*** Document ***
Jesuit European Social Centre
- Abbreviation: JESC
- Established: 1956; 70 years ago
- Location(s): Rue du Cornet Brussels, Belgium;
- Coordinates: 48°35′13.19″N 7°44′41.88″E﻿ / ﻿48.5869972°N 7.7449667°E
- Affiliations: Jesuit, Catholic
- Website: jesc.eu
- Formerly called: Catholic Office of Information and Initiative for Europe (OCIPE)

= Jesuit European Social Centre =

Belgian research and documentation center

Jesuit European Social Centre (JESC), formerly known as Catholic Office of Information and Initiative for Europe (OCIPE) is a research and documentation center on ethics and European integration founded in 1956.

==History==
In 1956, the Jesuits founded the "Catholic Office for Information on European Issues" (OCIPE) in Strasbourg. It was situated on Rue de la Toussaint in the city and its purpose has been to establish a research and documentation centre on European issues. Although centred in Strasbourg, it also had offices in Brussels, Budapest, and Warsaw.
***
**Direction A**
Which cities are named in the Jesuit European Social Centre article above?
*** Dataset records ***
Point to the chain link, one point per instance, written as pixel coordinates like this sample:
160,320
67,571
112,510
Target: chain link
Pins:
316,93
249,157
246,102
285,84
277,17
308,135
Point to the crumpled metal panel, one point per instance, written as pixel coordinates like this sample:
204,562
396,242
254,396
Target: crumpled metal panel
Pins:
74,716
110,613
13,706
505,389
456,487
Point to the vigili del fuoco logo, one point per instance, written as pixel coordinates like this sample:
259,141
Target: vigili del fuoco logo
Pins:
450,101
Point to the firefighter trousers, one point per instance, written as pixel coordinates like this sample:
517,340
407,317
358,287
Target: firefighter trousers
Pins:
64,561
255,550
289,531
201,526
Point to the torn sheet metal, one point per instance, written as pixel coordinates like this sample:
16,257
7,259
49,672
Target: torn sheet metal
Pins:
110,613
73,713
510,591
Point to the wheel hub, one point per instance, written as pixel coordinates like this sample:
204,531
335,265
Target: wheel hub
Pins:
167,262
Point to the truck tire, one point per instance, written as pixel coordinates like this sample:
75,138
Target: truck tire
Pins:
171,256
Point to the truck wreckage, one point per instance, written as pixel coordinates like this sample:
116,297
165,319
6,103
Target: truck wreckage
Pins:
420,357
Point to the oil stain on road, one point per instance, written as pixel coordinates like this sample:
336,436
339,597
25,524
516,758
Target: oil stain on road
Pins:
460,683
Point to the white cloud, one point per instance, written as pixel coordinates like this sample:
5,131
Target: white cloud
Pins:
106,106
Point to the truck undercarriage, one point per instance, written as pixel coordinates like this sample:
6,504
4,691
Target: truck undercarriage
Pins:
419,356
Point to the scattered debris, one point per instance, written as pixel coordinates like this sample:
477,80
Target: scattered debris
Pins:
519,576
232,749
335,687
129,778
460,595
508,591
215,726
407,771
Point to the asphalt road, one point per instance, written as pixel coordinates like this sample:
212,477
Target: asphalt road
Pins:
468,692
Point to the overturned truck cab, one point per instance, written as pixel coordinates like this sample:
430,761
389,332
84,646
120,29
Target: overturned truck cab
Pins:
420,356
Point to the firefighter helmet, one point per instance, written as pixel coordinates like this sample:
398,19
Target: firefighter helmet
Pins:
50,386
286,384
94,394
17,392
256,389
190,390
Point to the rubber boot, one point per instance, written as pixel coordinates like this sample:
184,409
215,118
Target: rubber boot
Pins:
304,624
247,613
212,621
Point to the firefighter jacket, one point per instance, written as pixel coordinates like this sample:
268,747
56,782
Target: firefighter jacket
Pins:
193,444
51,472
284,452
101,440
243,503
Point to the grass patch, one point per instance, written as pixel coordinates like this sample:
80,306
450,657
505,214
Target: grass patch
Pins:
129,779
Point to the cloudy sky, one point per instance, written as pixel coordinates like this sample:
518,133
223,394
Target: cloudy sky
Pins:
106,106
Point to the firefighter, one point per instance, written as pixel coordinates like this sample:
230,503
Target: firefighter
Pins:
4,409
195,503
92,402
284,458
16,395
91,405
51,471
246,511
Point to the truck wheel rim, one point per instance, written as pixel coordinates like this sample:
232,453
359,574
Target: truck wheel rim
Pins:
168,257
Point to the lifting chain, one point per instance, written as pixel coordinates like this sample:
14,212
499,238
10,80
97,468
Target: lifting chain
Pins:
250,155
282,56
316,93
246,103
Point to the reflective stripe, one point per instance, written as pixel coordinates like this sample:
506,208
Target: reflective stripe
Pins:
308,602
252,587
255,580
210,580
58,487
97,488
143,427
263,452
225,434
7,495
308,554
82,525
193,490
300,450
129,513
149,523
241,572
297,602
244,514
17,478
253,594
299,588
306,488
***
**Direction B**
Which lines of the records contain the string "fuoco", with case counting? Copy each of them.

**Right answer A**
Brussels, Strasbourg, Budapest, Warsaw

**Right answer B**
Point to the vigili del fuoco logo, one point per instance, written as pixel coordinates like this sample:
Target: vigili del fuoco logo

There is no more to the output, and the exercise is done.